» **Stored data**
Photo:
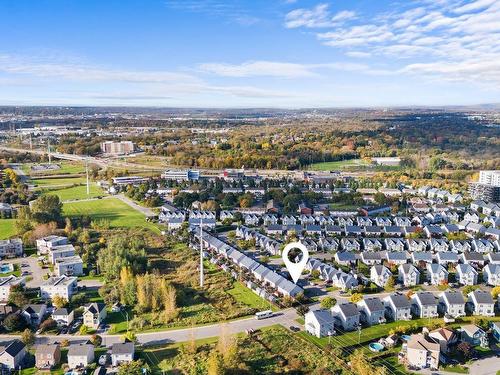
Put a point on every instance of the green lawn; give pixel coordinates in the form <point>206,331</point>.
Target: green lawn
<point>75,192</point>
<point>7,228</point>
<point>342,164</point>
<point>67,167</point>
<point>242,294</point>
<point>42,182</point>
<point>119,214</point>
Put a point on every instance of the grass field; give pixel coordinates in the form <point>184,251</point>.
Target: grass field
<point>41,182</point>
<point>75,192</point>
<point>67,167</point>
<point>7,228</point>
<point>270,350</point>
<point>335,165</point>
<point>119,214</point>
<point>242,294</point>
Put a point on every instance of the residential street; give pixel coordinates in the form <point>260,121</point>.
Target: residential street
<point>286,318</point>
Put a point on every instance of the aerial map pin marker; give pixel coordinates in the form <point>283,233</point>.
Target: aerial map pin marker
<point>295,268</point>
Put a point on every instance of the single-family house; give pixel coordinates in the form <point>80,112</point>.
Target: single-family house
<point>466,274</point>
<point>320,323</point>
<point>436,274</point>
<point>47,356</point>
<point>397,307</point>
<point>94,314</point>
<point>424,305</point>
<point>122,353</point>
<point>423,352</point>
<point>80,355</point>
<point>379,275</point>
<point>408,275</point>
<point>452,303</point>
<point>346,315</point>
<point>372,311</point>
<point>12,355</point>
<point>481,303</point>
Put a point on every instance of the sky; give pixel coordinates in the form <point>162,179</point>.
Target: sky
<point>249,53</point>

» **Task requirements**
Exactly the lines from the top of the entries through the line with "Put a point on every instance of the grass", inclusive, must be given again, with every picture omitted.

» **Answer section**
Photo:
Put a point on every instance of the green lawn; give pixel coordinates in the form <point>206,331</point>.
Target: green lawn
<point>75,192</point>
<point>7,228</point>
<point>342,164</point>
<point>67,167</point>
<point>242,294</point>
<point>42,182</point>
<point>119,214</point>
Put a point on every instance of the grass field; give pixel coordinates in the form <point>184,251</point>.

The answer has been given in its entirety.